• Document excerpt:
# # # # # # #
Ever since its introduction, the PIONEER AIRBOW™ has been intriguing hunters and frustrating wildlife regulatory agencies throughout the country. Most can agree that is an amazing device, while few see it as an archery implement, despite its name.
The innovative Airbow™ pulls its specialty designed arrows from the front, rather than pushing them from the back. This approach hurls arrows at speeds up to 450 fps and has proven to be wickedly accurate.
Crosman, the makers of revolutionary implement, anticipated states to quickly adopt the Airbow where air powered hunting implements are legal. But does it have enough in common with archery equipment to be regulated as a bow?
Now that the archery and hunting world has had a chance to ponder it, the answer appears to be a loud No. Although the Airbow does fire arrows, it has nothing else in common mechanically with compound bows. When you consider the fight we've seen over crossbows in NYS, an implement that has limbs and strings, it doesn't look good for the DEC to see the Airbow as an archery implement.
In fact, a recent statement by the Archery Trade Association should gives a pretty good idea of how hunting industry and state regulators are looking at the Airbow:
"The ATA was asked by its members and representatives of state wildlife agencies for its opinion regarding whether airbows constitute archery equipment. While the ATA certainly recognizes the airbow to be an innovative piece of shooting equipment, the airbow nevertheless lacks basic components of standard archery equipment (e.g., a string system and limbs). For this reason, the ATA does not consider airbows to be archery equipment. "
It went on to explain that the device would not be subject to taxation that funds many state wildlife activities, and therefore purchases of the Airbow would not contribute to critical conservation funds on which states depend.
# # # # # # #
• What to work on:
Carry the article on the Airbow forward from the point where it stops. The entries that follow have no connection to the Airbow article.

Object position labeling entries:
# # # # # # #
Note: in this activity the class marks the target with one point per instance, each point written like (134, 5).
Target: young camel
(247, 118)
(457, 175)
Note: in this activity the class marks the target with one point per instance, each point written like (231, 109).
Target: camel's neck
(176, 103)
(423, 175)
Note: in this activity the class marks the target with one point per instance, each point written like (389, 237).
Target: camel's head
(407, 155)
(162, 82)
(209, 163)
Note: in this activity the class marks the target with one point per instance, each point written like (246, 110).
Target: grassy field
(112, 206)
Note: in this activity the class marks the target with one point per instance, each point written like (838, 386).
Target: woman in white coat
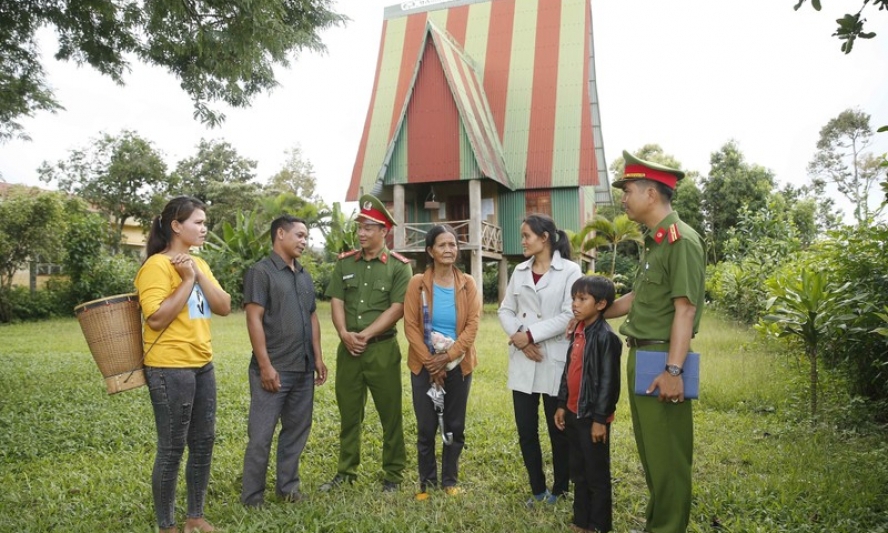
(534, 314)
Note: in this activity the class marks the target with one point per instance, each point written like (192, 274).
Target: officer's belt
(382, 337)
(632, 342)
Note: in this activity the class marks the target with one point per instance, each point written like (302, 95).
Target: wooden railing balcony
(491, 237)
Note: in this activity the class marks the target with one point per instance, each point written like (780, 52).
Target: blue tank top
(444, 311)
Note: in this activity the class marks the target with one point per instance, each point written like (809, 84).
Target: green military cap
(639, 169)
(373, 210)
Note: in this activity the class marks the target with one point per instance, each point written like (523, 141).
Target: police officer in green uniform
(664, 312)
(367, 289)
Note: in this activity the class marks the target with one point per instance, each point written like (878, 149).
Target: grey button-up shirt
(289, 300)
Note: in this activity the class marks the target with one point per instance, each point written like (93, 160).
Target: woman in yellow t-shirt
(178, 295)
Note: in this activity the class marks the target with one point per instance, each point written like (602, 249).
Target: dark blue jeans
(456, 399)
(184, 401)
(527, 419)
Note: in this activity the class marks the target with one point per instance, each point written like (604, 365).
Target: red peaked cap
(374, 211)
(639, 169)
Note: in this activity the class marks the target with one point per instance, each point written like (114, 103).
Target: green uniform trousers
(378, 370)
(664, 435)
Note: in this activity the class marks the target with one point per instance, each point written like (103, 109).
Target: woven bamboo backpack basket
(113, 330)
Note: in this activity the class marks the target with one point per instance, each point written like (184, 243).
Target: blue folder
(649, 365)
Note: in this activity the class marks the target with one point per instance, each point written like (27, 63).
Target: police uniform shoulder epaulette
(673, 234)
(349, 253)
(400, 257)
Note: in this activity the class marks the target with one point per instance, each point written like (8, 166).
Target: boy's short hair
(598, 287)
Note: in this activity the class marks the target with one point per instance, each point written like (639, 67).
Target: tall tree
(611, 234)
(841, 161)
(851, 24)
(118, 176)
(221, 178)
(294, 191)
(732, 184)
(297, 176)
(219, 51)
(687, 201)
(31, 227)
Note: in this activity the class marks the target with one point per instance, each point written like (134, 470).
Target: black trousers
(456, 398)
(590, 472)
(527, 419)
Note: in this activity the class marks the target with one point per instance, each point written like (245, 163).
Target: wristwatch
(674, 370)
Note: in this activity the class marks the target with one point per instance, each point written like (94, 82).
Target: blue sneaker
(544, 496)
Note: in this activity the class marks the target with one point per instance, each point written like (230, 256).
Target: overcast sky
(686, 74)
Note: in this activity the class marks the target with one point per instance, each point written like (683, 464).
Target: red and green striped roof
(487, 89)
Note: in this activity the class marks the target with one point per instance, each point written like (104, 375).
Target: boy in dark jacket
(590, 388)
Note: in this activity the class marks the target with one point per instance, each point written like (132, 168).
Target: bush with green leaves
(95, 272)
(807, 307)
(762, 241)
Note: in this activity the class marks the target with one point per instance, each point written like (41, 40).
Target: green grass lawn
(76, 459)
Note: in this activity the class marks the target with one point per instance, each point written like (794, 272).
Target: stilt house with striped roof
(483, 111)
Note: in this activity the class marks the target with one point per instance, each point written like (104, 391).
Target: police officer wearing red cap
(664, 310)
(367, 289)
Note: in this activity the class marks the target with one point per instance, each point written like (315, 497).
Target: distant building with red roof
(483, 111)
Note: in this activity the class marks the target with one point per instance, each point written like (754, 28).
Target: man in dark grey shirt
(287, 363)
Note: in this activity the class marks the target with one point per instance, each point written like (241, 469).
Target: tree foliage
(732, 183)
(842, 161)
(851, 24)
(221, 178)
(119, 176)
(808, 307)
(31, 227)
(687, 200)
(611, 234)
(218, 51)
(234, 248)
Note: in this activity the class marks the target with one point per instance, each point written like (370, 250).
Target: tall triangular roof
# # # # # # #
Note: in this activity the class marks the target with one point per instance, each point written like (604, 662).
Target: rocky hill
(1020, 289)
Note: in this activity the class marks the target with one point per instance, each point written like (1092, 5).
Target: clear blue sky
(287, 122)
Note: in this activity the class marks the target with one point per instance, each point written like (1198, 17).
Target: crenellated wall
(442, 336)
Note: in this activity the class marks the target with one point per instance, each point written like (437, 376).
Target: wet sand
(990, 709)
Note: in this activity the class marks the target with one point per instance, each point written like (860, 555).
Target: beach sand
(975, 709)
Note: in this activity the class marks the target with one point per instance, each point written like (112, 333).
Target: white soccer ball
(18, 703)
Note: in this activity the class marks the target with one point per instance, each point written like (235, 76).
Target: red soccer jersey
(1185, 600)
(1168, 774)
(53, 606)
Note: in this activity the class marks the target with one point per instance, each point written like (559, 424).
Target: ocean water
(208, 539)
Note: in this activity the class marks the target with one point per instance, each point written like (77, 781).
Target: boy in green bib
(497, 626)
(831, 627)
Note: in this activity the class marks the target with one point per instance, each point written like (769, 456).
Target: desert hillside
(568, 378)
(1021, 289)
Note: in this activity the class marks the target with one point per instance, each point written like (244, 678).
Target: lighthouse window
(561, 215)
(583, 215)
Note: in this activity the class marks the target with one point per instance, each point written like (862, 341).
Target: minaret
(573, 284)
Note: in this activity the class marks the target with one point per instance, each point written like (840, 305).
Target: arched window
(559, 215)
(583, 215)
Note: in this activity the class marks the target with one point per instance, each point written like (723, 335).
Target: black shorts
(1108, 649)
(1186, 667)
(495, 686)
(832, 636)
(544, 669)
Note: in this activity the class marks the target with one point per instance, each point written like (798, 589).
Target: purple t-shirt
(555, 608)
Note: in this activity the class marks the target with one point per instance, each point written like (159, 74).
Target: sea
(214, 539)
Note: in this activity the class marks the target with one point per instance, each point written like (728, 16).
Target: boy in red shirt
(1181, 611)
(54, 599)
# # # # # # #
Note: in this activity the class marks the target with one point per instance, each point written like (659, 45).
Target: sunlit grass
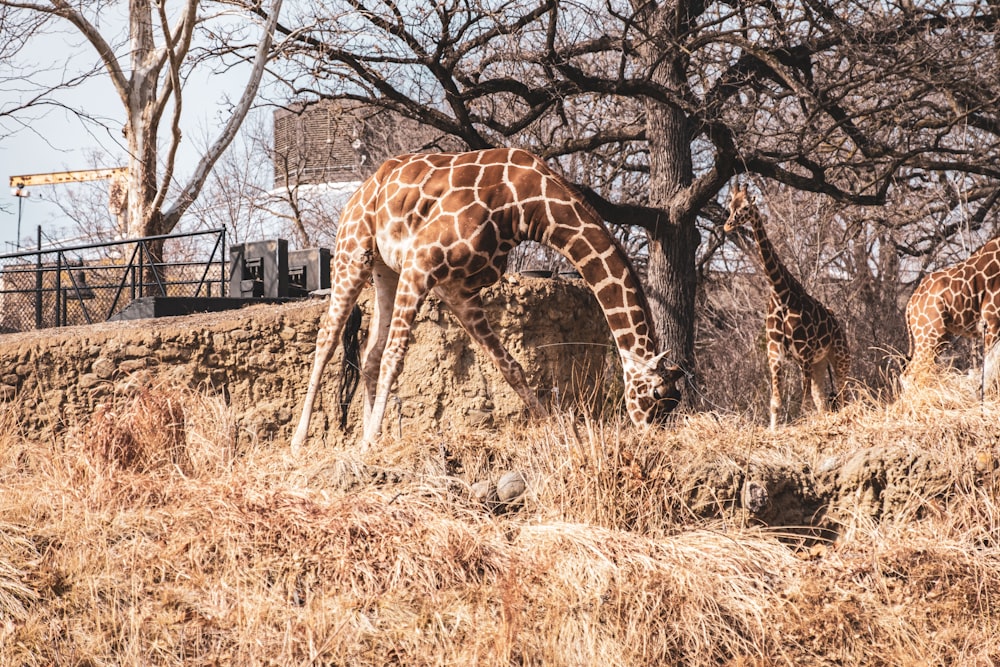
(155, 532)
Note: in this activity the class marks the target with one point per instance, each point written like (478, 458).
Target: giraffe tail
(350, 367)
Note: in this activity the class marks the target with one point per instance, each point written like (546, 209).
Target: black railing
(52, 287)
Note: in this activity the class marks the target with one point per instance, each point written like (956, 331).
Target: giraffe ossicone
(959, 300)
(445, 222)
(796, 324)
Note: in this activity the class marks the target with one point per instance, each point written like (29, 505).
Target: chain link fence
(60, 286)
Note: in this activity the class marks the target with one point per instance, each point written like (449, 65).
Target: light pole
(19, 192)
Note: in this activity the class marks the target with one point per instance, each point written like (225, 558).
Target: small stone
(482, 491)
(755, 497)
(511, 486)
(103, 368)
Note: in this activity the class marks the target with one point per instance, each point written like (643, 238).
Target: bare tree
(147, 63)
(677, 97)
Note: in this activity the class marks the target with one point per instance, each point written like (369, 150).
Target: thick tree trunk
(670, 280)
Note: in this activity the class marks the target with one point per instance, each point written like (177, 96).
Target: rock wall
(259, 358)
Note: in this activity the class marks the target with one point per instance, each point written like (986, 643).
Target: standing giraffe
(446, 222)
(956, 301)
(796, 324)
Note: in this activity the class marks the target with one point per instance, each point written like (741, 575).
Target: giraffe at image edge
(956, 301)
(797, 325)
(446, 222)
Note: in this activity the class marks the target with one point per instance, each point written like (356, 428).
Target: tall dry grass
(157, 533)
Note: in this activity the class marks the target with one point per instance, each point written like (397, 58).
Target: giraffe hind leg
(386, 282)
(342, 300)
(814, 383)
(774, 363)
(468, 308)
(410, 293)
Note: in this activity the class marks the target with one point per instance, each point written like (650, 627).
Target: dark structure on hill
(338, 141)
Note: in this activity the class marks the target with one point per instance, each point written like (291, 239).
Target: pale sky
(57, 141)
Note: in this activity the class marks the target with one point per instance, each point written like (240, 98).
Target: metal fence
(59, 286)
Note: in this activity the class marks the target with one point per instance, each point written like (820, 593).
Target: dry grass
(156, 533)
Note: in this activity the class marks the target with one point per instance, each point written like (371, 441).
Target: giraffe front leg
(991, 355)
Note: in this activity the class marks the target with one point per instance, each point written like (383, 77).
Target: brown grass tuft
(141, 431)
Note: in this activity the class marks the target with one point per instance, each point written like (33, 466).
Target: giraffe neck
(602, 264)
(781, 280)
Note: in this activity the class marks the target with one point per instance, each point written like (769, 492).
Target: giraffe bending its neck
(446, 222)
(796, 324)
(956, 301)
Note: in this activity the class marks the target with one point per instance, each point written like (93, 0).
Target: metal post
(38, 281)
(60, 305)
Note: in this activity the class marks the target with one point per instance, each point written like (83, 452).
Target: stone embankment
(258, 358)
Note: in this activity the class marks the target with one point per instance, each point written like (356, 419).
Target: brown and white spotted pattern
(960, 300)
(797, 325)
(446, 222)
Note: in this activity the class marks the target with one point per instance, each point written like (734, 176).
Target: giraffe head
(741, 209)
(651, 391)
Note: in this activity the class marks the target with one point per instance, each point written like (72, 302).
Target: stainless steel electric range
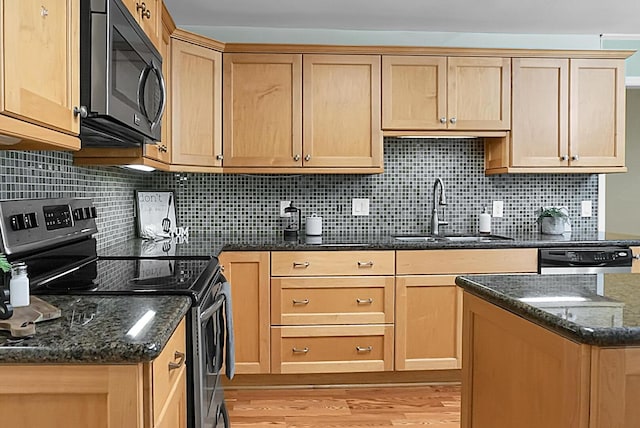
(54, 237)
# # # # # # #
• Task result:
There's no doubt that the Airbow is an interesting and deadly innovation. I personally would love to shoot one. It appears, however, that laws and regulations have a way to go before it can be a option for hunters in NYS.
We inquired if the NYS DEC had an official position on the implement. DEC's Lori Severino responded to our inquiry with the following statement:
"DEC is open to equipment that allows more people to participate in the sport of hunting and would consider any implements authorized to be used under the law. In the case of the airbow, an initial look would indicate that it has capability to take wildlife in an efficient and humane manner, not unlike legal archery equipment. As such and similar to air rifles and crossbows, we would need to take a hard look if the implement gains popularity among our hunting public. There is no pending legislation now for these in NYS."
Although the statement may sound like hedging to some, the DEC does not make the laws - only the regulations. If you'd like to see the Airbow considered as a legal hunting implement in NYS, the best thing to do would be to reach out to your state representatives and argue on its behalf.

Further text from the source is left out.